::: Materials provided
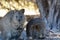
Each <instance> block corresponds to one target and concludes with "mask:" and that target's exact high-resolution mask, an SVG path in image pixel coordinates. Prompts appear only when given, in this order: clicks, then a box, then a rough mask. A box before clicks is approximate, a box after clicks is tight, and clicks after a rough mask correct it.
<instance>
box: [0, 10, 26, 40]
mask: <svg viewBox="0 0 60 40" xmlns="http://www.w3.org/2000/svg"><path fill="white" fill-rule="evenodd" d="M24 12H25V9H21V10H11V11H9V12H8V13H7V14H6V15H5V16H4V17H3V18H1V20H0V31H1V36H2V37H3V39H4V40H11V39H16V40H17V39H18V37H19V36H20V35H21V32H22V31H23V30H24V27H23V25H24V22H25V16H24Z"/></svg>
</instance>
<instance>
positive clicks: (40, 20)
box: [26, 18, 46, 39]
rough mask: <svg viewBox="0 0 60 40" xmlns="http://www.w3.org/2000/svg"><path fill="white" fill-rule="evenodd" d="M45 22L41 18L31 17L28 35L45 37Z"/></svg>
mask: <svg viewBox="0 0 60 40" xmlns="http://www.w3.org/2000/svg"><path fill="white" fill-rule="evenodd" d="M45 27H46V25H45V22H44V21H43V20H42V19H40V18H34V19H31V20H30V21H29V22H28V24H27V26H26V33H27V37H28V38H30V37H32V38H33V39H39V38H44V37H45Z"/></svg>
::::::
Problem statement
Could you output the full set of entries exactly, skipping every picture?

Worked solution
Each <instance> block corresponds to one target and concludes with "mask:" and that target's exact high-resolution mask, an SVG path in image pixel coordinates. Prompts appear only when given, in this order: clicks, then a box, then a rough mask. A box before clicks is approximate, a box after clicks is tight, and clicks after a rough mask correct it.
<instance>
box: [0, 10, 26, 40]
mask: <svg viewBox="0 0 60 40" xmlns="http://www.w3.org/2000/svg"><path fill="white" fill-rule="evenodd" d="M24 12H25V9H21V10H11V11H9V12H8V13H7V14H6V15H5V16H4V17H3V18H1V20H0V31H1V36H2V37H3V39H4V40H11V39H16V40H17V39H18V37H19V36H20V35H21V32H22V31H23V30H24V27H23V25H24V22H25V16H24Z"/></svg>
</instance>
<instance>
positive clicks: (40, 20)
box: [26, 18, 46, 39]
rough mask: <svg viewBox="0 0 60 40" xmlns="http://www.w3.org/2000/svg"><path fill="white" fill-rule="evenodd" d="M45 22L41 18L31 17L28 35L45 37Z"/></svg>
mask: <svg viewBox="0 0 60 40" xmlns="http://www.w3.org/2000/svg"><path fill="white" fill-rule="evenodd" d="M45 27H46V25H45V22H44V21H43V20H42V19H40V18H34V19H31V20H30V21H29V22H28V24H27V26H26V33H27V37H28V38H30V37H32V38H33V39H39V38H44V37H45Z"/></svg>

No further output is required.